- _DIRECTION_
Repeat word for word the lines of the records from the line with "of the hedge" to the line with "Target: hedge row", both included, and nothing else.

- _DATASET ROWS_
________
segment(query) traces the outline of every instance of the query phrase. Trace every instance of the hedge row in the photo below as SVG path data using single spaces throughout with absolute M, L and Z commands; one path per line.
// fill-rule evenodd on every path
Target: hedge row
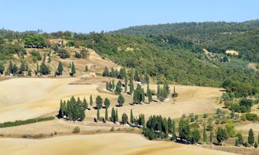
________
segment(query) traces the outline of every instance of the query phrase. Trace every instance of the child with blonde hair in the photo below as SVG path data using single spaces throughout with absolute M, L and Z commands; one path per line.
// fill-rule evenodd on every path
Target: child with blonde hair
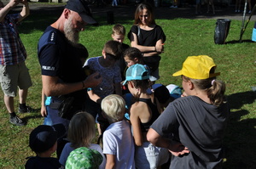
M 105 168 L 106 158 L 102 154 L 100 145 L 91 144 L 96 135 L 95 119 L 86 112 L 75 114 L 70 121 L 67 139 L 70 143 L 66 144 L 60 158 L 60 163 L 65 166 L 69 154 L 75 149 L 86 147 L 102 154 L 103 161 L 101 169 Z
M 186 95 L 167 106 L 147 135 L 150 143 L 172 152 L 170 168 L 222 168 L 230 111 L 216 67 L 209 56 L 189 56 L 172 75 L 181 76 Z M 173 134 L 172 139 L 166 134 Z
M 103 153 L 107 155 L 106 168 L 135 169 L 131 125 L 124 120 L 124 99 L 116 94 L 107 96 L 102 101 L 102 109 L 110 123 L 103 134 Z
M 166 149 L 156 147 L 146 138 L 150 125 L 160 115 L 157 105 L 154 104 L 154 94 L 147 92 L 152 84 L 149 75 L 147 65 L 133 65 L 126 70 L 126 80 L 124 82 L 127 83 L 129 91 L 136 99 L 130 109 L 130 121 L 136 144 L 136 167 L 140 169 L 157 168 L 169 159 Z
________
- _WRITTEN RESPONSE_
segment(query) traces the outline of every instance of the query phrase. Trace every instance of the hedge row in the photo below as SVG path data using single spaces throughout with absolute M, L and Z commands; one path per line.
// fill-rule evenodd on every path
Target: hedge row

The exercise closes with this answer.